Starting with the first line of the records, write out each line exactly until you have included the line containing "Identify lip in the frame above.".

[Opening Records to process section]

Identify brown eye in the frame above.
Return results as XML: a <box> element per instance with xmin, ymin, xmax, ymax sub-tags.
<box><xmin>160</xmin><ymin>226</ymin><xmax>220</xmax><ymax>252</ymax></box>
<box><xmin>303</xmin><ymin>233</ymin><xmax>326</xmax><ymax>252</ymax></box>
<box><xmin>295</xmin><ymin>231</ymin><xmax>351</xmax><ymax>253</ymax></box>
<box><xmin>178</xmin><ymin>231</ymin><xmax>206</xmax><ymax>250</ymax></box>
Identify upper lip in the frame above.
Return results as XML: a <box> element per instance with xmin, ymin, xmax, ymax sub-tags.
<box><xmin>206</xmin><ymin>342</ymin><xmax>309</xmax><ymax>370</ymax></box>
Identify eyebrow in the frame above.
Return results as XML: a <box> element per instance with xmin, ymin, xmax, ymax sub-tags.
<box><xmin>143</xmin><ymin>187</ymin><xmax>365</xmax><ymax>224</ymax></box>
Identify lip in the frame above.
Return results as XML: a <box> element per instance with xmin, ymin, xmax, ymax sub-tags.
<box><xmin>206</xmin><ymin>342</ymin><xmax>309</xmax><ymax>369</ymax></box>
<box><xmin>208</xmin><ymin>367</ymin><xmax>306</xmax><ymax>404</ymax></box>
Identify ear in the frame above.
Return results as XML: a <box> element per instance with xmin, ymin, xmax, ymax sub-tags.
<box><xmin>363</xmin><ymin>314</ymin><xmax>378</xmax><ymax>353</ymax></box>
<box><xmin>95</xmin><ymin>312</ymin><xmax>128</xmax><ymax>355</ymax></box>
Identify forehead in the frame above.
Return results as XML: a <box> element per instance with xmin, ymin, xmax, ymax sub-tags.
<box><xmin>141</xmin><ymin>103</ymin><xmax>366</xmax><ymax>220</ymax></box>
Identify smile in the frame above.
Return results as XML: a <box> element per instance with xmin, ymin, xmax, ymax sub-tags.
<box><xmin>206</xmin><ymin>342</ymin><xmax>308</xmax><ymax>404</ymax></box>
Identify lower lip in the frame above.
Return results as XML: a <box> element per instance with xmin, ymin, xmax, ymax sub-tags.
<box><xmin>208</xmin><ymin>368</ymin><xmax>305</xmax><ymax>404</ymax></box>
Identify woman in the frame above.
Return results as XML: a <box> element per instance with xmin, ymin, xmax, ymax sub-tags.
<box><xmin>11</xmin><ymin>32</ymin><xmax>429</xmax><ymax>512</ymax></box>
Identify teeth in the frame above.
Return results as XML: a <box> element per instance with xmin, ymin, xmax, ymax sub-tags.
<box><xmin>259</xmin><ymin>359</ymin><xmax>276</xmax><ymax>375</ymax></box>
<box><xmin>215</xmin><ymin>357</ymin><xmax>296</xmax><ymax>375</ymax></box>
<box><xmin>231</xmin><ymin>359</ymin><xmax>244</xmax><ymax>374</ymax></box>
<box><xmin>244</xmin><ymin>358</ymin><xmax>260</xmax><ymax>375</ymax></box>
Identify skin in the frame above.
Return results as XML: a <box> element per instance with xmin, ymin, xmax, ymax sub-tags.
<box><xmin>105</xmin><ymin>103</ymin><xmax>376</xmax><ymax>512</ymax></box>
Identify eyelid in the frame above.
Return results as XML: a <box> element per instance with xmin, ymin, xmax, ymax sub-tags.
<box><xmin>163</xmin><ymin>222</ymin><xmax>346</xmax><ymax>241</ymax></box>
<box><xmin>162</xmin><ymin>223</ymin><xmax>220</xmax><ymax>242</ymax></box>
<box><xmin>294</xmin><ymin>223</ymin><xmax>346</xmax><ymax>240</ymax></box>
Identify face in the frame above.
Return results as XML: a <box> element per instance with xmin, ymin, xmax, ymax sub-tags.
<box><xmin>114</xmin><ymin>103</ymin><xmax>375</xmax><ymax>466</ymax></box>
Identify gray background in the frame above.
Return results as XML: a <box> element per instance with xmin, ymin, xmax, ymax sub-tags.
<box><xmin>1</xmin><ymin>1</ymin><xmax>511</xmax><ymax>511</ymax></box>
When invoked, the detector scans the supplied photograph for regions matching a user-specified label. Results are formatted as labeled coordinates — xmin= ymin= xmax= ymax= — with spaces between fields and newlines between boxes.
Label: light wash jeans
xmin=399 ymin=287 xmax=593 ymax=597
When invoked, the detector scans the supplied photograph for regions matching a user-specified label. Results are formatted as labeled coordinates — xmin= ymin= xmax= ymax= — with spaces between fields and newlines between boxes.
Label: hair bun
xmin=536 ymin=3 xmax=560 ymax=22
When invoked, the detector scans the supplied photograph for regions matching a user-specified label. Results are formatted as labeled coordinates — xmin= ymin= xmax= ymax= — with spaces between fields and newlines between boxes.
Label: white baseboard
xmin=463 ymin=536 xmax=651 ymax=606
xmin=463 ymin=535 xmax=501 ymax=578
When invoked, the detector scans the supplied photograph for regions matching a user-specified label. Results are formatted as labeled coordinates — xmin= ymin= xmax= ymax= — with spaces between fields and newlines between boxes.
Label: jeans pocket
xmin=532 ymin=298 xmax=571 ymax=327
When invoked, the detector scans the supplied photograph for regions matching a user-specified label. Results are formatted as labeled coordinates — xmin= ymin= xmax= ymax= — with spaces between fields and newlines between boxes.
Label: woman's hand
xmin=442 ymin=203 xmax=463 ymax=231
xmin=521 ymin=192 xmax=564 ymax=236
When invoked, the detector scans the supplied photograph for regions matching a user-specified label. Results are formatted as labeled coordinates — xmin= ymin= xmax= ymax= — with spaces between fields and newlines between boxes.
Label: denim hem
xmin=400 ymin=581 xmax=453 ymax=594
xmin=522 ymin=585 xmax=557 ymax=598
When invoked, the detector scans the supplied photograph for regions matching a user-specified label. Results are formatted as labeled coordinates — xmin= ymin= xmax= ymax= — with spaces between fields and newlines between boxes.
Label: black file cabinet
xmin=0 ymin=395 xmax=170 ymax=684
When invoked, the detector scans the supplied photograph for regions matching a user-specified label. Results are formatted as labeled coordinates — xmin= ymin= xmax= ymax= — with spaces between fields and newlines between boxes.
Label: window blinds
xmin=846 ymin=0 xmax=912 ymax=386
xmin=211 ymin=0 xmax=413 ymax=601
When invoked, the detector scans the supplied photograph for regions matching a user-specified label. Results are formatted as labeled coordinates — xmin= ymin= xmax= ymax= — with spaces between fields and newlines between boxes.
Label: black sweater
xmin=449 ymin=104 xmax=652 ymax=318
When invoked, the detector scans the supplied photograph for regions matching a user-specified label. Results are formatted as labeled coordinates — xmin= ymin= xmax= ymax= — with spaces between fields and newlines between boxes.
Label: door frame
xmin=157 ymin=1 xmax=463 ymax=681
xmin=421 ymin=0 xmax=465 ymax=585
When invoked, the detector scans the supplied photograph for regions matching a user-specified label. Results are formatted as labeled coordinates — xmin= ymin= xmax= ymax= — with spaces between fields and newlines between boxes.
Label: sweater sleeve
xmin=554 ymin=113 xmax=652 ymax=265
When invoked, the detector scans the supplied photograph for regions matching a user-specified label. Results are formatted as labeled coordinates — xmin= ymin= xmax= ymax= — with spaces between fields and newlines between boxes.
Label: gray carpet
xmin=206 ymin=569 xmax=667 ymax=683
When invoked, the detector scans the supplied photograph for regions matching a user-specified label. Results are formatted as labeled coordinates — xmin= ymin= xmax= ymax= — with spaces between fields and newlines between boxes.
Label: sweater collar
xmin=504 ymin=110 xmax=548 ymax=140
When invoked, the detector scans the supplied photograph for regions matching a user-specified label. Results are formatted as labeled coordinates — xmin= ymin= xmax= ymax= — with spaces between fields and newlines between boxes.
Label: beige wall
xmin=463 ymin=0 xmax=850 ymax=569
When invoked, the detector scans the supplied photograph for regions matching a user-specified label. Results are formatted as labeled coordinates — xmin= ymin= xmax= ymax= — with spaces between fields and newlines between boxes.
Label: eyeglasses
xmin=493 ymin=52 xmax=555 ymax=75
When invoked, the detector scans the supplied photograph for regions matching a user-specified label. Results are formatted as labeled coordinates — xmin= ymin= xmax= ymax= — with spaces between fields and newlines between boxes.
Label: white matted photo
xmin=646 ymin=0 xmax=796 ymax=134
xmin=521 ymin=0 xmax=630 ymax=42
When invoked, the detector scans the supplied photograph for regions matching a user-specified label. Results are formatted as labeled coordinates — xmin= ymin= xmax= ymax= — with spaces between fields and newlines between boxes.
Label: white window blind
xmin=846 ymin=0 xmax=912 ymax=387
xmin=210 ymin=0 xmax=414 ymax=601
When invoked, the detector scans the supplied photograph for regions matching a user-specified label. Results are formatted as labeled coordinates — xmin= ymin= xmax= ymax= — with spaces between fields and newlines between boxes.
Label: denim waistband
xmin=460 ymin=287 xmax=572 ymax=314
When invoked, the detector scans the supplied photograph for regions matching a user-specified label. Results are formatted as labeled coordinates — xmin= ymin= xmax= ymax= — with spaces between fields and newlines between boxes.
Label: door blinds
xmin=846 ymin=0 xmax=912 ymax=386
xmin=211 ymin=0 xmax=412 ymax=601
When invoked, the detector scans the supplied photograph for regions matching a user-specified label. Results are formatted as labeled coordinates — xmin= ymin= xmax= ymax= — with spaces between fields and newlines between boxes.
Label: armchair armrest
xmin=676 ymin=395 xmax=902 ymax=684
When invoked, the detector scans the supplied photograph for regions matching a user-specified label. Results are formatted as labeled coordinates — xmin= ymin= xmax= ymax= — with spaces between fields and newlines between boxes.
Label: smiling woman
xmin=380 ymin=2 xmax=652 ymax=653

[Closing Records to process section]

## Task output
Identify brown eye in the frame above.
Return results as XML: a <box> element per instance with xmin, ymin, xmax, ymax sub-tags.
<box><xmin>160</xmin><ymin>226</ymin><xmax>220</xmax><ymax>252</ymax></box>
<box><xmin>303</xmin><ymin>233</ymin><xmax>326</xmax><ymax>252</ymax></box>
<box><xmin>295</xmin><ymin>231</ymin><xmax>351</xmax><ymax>253</ymax></box>
<box><xmin>178</xmin><ymin>231</ymin><xmax>206</xmax><ymax>250</ymax></box>
Identify upper lip in the frame above.
Return results as XML: a <box> element per instance with xmin, ymin, xmax, ymax sub-tags.
<box><xmin>206</xmin><ymin>342</ymin><xmax>309</xmax><ymax>370</ymax></box>
Identify eyebrow in the frame above.
Return results as XML: a <box> element per instance with xmin, ymin, xmax, ymax sub-tags.
<box><xmin>143</xmin><ymin>187</ymin><xmax>365</xmax><ymax>224</ymax></box>
Identify lip in the frame above.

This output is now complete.